→ **Task description**:
Lines in the entries below where the word "query" shows up should each be copied.

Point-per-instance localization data
************

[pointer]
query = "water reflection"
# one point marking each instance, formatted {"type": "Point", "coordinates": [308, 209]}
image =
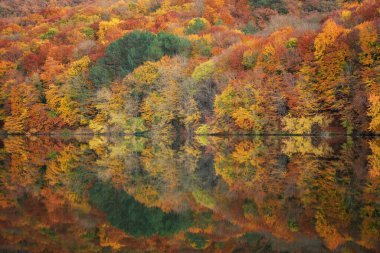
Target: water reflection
{"type": "Point", "coordinates": [211, 194]}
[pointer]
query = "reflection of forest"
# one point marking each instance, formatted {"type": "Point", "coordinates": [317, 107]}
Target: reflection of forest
{"type": "Point", "coordinates": [274, 194]}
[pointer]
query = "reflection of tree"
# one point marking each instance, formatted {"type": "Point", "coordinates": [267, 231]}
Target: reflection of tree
{"type": "Point", "coordinates": [180, 194]}
{"type": "Point", "coordinates": [124, 212]}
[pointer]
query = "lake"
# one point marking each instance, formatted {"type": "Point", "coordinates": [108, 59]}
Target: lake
{"type": "Point", "coordinates": [206, 194]}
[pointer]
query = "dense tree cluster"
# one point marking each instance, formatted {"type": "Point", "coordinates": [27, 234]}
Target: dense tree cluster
{"type": "Point", "coordinates": [202, 67]}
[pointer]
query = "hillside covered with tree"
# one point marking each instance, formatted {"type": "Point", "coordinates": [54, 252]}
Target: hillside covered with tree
{"type": "Point", "coordinates": [190, 67]}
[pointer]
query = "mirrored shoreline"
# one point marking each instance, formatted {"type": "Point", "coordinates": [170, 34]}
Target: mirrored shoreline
{"type": "Point", "coordinates": [208, 194]}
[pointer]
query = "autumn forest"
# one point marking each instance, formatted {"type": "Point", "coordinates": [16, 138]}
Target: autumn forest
{"type": "Point", "coordinates": [161, 126]}
{"type": "Point", "coordinates": [190, 67]}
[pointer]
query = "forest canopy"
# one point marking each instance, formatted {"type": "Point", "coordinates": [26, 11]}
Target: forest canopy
{"type": "Point", "coordinates": [190, 67]}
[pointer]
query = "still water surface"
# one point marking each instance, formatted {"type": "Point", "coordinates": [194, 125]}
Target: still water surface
{"type": "Point", "coordinates": [209, 194]}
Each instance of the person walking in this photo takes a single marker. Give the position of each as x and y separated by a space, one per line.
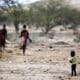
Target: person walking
24 37
73 62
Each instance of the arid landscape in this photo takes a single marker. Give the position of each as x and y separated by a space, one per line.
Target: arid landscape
45 59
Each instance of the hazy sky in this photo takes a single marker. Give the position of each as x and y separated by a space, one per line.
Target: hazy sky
27 1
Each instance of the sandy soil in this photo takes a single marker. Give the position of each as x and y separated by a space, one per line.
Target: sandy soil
44 60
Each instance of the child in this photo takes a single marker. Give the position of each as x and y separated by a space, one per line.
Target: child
73 62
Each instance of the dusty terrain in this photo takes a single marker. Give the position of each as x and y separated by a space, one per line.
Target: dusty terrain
44 60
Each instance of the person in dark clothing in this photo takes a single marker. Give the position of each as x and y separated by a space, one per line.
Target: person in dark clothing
73 62
4 32
1 39
25 35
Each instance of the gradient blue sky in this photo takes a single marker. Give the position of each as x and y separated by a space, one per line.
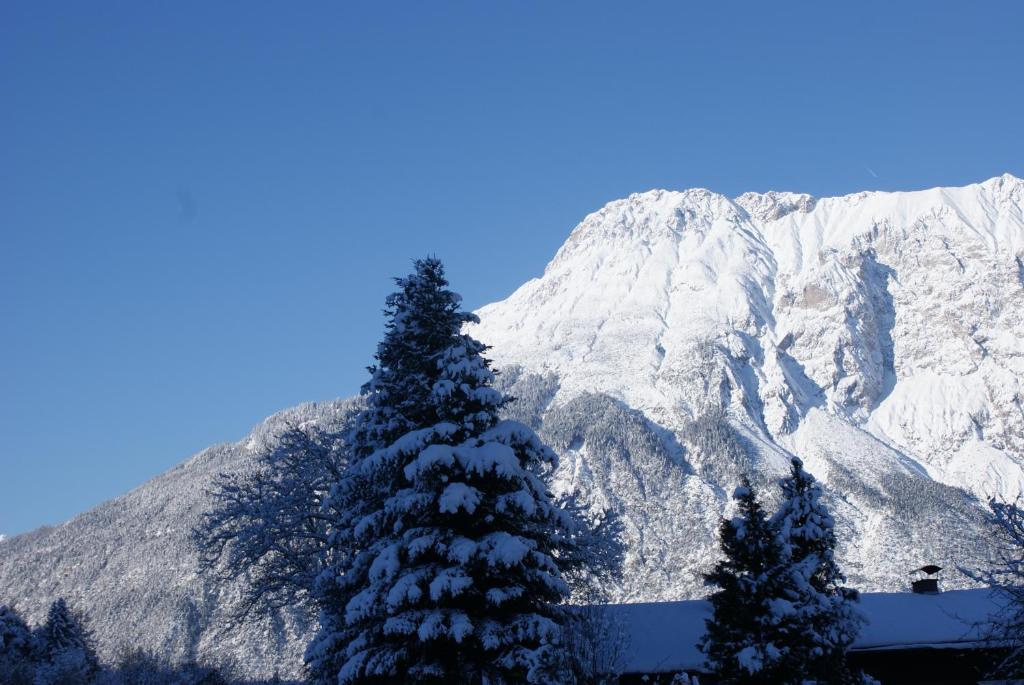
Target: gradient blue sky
202 204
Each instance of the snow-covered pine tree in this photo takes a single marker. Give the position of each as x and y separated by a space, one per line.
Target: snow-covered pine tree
464 583
823 608
461 551
423 317
747 636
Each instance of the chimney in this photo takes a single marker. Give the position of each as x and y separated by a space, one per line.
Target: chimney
927 581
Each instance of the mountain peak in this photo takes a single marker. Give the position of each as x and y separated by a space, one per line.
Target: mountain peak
773 205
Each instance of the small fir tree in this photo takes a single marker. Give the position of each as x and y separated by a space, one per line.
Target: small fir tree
748 636
16 667
64 647
15 638
823 607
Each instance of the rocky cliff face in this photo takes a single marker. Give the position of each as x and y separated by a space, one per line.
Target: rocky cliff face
677 341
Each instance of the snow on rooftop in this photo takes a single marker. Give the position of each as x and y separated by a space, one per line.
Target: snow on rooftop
663 637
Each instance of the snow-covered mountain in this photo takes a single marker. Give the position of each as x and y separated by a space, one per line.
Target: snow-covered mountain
675 342
900 314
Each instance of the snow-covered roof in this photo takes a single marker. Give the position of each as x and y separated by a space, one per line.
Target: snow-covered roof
663 636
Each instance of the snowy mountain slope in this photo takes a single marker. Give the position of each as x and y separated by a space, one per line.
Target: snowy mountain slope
676 342
131 566
900 312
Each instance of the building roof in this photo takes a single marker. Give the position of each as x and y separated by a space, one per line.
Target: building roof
663 637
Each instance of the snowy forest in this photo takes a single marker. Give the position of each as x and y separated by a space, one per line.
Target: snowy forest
425 540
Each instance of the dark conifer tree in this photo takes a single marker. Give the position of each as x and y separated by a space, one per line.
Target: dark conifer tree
423 317
748 635
823 607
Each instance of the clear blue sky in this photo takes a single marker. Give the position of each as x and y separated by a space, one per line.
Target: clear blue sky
202 204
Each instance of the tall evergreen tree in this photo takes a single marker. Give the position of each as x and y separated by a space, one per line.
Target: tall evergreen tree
824 608
459 553
423 318
748 636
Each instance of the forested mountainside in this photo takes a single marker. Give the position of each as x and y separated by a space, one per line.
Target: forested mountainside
677 341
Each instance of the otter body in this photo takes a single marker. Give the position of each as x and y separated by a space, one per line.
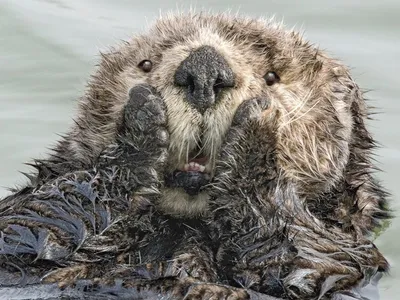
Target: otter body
215 156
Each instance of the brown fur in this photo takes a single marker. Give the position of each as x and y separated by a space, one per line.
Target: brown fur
316 118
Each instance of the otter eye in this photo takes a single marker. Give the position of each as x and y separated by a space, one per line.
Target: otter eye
146 65
271 78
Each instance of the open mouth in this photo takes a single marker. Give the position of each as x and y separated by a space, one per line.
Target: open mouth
193 175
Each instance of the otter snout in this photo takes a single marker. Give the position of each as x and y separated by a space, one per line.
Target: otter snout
204 74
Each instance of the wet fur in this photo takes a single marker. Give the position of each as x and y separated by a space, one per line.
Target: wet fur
309 173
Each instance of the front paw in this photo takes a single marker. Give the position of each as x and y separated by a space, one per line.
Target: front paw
246 146
144 118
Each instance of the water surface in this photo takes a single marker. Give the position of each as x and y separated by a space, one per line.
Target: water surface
48 48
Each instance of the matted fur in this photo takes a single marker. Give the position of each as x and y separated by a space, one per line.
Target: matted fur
320 111
315 124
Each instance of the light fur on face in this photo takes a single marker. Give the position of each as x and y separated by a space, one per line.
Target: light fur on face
312 102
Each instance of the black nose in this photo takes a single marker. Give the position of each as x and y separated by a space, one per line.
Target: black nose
204 73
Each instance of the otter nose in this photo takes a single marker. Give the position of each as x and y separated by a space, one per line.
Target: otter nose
204 74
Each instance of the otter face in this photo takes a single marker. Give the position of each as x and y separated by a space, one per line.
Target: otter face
204 67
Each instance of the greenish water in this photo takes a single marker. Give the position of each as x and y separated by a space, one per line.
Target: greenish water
49 47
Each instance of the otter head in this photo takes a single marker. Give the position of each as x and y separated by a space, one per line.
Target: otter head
204 67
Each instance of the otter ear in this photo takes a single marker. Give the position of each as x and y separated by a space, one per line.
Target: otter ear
365 201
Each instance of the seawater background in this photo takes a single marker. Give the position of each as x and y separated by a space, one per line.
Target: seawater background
48 48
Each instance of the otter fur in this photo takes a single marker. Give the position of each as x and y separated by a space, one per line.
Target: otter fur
237 140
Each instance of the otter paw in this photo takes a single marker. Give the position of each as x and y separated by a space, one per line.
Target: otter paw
249 111
207 291
66 277
145 109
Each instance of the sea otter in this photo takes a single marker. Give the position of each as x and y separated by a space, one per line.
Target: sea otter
227 150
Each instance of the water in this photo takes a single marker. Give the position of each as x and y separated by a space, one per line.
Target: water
48 48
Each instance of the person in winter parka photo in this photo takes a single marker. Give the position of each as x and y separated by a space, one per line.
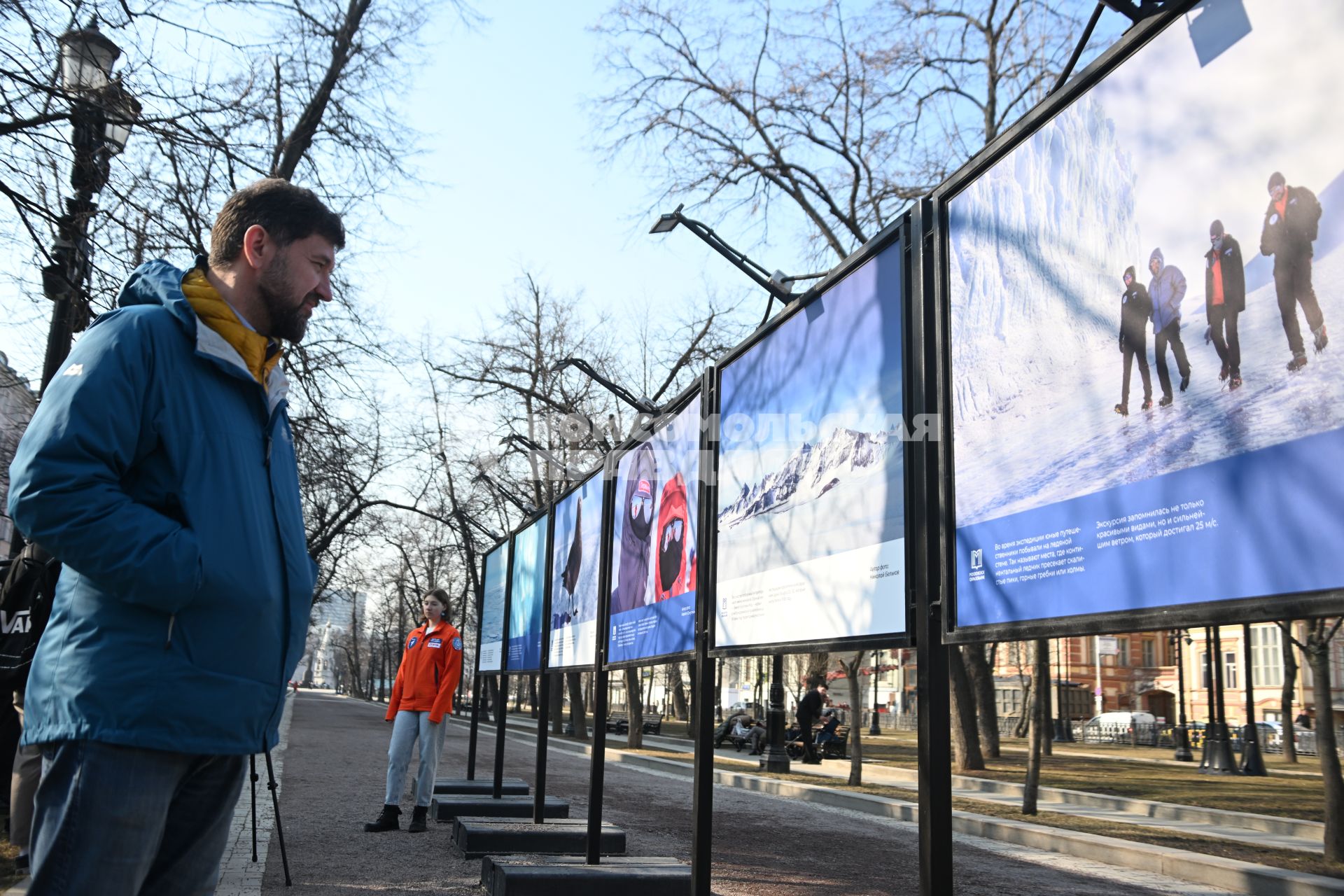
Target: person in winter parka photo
160 470
1135 311
1167 289
1225 298
1291 226
422 695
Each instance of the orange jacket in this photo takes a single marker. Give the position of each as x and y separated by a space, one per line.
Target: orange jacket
430 669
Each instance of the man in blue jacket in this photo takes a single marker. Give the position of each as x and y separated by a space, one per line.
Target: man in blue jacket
160 469
1167 289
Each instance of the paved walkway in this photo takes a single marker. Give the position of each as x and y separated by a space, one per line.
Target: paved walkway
335 763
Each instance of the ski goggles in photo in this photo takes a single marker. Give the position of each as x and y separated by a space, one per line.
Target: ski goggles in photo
672 532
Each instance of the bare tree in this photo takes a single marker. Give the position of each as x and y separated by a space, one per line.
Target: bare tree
1316 648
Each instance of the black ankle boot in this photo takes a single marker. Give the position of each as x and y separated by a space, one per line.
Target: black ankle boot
386 820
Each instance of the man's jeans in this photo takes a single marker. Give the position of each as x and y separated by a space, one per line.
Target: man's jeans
406 727
122 821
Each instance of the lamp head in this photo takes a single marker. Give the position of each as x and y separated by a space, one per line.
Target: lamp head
667 222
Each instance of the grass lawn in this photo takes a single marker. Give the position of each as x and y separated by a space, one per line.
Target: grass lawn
1156 836
1105 770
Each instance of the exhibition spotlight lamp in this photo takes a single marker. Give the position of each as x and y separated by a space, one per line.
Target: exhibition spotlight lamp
641 405
543 453
777 284
101 113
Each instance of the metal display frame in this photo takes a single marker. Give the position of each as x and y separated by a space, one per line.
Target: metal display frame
894 232
670 412
1253 609
600 473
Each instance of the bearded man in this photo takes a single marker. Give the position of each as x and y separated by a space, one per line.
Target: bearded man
160 470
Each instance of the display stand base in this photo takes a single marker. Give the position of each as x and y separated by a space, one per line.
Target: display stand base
480 837
480 786
448 806
619 876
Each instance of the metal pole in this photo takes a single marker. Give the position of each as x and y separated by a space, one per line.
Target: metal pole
702 785
776 755
876 664
1183 752
1253 763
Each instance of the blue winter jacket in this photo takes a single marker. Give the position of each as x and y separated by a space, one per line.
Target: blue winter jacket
163 476
1167 289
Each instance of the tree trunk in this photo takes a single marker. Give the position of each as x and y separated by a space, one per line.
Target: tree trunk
578 716
679 706
1023 726
1285 630
634 708
1319 657
556 710
965 743
983 682
855 729
1037 729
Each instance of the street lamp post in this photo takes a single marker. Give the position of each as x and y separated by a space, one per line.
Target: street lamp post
1183 752
102 113
876 665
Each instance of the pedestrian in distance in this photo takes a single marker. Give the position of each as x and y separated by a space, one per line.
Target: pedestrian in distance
1167 289
1291 227
1135 311
422 695
1225 298
809 710
160 469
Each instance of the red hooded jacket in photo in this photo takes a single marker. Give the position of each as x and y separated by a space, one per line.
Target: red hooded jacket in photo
675 543
430 669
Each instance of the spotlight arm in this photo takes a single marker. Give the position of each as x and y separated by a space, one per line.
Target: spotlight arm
640 405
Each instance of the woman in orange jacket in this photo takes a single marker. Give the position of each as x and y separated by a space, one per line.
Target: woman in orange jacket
432 664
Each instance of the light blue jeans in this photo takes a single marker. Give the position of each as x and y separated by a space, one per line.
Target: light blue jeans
121 821
406 729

************

→ **Your solution**:
query = "water reflection"
query = "reflection of forest"
query = "reflection of tree"
query = "lake"
query = "dense tree cluster"
query = "hillside covered with tree"
query = "mirrored shoreline"
query = "autumn forest"
query = "forest canopy"
query = "still water surface"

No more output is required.